Task to carry out = Only the lines from the one containing "point: power line" through the end of the entries should be repeated, exactly as they appear, first and last included.

☆ ☆ ☆ ☆ ☆ ☆ ☆

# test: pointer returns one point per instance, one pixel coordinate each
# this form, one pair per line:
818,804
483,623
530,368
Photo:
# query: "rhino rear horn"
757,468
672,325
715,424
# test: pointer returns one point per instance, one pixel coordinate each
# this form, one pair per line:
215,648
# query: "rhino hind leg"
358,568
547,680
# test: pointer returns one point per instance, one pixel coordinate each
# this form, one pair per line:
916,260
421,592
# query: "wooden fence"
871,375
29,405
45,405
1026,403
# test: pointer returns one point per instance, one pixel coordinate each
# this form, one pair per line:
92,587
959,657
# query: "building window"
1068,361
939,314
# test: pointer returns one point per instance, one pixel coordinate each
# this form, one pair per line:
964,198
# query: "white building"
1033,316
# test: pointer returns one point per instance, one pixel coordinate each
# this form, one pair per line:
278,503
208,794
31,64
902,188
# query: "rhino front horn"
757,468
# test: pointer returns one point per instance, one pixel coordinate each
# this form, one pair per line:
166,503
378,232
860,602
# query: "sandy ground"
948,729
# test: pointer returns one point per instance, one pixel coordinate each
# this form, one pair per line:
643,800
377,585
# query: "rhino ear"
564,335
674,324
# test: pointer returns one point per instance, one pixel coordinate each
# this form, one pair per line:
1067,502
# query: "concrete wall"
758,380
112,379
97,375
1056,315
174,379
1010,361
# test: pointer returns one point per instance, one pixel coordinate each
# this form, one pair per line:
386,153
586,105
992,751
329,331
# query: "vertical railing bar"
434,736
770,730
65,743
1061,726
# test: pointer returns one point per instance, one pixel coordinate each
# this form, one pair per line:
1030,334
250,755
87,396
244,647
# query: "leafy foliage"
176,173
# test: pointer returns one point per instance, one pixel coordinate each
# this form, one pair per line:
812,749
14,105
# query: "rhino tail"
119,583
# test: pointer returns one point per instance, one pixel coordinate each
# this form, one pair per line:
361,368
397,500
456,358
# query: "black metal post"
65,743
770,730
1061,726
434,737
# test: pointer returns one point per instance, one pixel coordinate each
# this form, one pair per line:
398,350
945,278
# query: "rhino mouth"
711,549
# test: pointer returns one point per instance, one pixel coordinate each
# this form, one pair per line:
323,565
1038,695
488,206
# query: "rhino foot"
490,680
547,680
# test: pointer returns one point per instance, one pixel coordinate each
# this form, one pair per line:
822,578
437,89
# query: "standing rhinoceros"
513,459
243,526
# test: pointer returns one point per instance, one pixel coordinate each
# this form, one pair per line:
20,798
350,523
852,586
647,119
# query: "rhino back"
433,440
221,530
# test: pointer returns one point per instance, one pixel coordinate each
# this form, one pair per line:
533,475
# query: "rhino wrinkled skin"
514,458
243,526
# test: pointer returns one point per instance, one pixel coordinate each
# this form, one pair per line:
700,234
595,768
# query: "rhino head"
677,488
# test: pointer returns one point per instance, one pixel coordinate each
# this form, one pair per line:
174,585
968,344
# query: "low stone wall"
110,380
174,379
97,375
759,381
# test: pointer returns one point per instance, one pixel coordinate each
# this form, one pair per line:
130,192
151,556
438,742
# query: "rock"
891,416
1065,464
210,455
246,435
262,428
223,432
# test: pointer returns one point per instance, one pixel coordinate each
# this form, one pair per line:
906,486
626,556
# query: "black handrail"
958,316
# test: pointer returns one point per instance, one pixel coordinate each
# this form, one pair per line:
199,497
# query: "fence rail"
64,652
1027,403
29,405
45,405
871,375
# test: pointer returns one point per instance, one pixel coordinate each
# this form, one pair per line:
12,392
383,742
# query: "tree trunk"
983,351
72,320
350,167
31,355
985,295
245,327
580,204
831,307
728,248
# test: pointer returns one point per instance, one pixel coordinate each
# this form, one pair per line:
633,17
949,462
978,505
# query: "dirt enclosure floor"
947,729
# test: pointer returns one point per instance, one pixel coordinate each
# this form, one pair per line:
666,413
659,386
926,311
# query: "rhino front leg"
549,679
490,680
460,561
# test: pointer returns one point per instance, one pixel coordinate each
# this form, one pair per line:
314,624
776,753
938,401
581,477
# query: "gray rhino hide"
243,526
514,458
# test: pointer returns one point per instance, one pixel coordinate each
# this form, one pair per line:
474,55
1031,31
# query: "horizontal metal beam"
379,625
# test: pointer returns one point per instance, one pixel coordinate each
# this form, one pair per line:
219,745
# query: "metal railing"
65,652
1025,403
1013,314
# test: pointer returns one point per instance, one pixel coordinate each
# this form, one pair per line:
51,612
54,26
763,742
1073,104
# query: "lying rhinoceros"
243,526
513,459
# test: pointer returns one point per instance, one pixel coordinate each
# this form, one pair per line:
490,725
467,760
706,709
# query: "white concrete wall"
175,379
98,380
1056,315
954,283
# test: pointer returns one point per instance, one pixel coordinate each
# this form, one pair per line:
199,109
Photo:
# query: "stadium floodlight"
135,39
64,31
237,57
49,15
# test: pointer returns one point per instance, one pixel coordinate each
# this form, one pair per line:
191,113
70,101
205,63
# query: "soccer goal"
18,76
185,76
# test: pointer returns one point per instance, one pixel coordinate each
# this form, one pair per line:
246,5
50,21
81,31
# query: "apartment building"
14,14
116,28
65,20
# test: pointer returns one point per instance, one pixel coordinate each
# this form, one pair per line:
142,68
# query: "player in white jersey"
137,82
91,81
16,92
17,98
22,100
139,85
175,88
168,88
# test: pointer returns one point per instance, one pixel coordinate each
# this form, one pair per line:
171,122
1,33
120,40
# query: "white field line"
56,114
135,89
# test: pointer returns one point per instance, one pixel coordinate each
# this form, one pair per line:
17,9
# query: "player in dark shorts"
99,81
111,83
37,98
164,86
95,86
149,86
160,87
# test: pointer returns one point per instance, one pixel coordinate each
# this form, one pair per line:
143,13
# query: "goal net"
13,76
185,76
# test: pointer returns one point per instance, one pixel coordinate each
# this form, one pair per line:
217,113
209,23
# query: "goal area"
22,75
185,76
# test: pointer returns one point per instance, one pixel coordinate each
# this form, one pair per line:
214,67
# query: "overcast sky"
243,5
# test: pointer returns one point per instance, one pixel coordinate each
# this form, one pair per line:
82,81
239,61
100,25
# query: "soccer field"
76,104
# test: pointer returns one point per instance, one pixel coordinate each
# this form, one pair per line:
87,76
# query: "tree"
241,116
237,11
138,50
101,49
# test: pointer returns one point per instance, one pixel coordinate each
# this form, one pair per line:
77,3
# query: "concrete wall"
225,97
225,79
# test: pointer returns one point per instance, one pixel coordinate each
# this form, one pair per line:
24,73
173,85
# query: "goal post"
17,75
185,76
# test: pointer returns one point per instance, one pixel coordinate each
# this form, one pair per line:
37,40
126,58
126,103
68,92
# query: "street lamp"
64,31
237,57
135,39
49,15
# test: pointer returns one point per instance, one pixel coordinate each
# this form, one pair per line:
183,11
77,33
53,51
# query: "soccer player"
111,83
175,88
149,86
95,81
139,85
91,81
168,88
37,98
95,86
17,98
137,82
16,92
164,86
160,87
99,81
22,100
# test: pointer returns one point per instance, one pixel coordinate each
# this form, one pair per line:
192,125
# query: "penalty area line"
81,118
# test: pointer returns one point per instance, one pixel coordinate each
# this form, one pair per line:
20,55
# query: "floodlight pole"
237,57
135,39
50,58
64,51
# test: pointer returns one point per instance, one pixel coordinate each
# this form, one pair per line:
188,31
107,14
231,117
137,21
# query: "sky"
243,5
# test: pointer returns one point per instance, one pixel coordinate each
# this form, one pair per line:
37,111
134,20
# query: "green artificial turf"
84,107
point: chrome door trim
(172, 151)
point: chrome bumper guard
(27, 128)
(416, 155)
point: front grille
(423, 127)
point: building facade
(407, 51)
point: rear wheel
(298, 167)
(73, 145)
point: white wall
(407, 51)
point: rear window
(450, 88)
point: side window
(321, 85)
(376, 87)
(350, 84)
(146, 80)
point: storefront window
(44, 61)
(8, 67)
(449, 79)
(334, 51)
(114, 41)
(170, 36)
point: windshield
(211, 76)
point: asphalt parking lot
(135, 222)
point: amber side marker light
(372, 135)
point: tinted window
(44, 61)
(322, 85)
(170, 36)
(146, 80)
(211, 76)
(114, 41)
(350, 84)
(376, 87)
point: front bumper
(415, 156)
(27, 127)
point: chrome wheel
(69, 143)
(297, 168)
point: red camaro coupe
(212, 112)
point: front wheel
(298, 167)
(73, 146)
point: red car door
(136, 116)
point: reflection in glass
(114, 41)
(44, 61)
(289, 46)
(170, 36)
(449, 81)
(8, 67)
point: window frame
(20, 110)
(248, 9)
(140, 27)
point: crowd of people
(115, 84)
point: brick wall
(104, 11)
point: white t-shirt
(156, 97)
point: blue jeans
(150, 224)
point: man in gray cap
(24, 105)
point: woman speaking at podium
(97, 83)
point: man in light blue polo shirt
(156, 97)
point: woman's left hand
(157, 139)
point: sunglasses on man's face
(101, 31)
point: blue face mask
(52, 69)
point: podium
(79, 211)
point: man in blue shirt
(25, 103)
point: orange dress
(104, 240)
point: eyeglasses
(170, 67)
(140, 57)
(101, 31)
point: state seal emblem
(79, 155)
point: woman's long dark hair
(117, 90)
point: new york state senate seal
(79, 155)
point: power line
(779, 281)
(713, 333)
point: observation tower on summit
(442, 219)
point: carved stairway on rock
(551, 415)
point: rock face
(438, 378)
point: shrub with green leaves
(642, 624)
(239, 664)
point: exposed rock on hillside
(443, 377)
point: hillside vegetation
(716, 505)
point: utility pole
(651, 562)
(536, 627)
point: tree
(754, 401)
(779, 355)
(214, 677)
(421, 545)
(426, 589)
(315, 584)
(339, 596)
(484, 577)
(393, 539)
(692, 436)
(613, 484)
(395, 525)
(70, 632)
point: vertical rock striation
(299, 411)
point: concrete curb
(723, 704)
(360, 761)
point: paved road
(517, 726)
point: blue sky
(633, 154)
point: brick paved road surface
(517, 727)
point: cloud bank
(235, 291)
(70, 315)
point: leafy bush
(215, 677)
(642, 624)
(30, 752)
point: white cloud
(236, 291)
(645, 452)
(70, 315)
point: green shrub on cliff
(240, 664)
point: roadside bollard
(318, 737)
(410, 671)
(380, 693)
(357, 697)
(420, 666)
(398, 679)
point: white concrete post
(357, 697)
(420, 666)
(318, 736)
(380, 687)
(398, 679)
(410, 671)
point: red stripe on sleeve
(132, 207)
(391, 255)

☆ ☆ ☆ ☆ ☆ ☆ ☆

Written reply =
point: power line
(779, 281)
(713, 333)
point: observation tower on summit
(442, 219)
point: carved stairway on rock
(551, 415)
point: rock face
(438, 378)
point: shrub with green leaves
(642, 624)
(239, 664)
point: exposed rock on hillside
(443, 377)
point: hillside vegetation
(716, 505)
point: utility pole
(651, 562)
(536, 627)
point: tree
(754, 401)
(779, 355)
(214, 677)
(421, 545)
(426, 589)
(315, 584)
(339, 596)
(484, 577)
(393, 539)
(692, 436)
(613, 484)
(395, 525)
(70, 632)
point: vertical rock striation
(299, 411)
point: concrete curb
(723, 704)
(360, 761)
point: paved road
(517, 726)
point: blue sky
(633, 154)
point: brick paved road surface
(517, 727)
point: cloud bank
(235, 291)
(70, 315)
point: leafy bush
(215, 677)
(642, 624)
(30, 752)
point: white cloud
(236, 291)
(645, 452)
(70, 315)
point: green shrub on cliff
(240, 664)
point: roadside bollard
(318, 737)
(410, 671)
(380, 693)
(357, 697)
(420, 666)
(398, 679)
point: white concrete post
(357, 697)
(420, 666)
(318, 736)
(380, 687)
(398, 679)
(410, 671)
point: red stripe on sleeve
(132, 207)
(391, 255)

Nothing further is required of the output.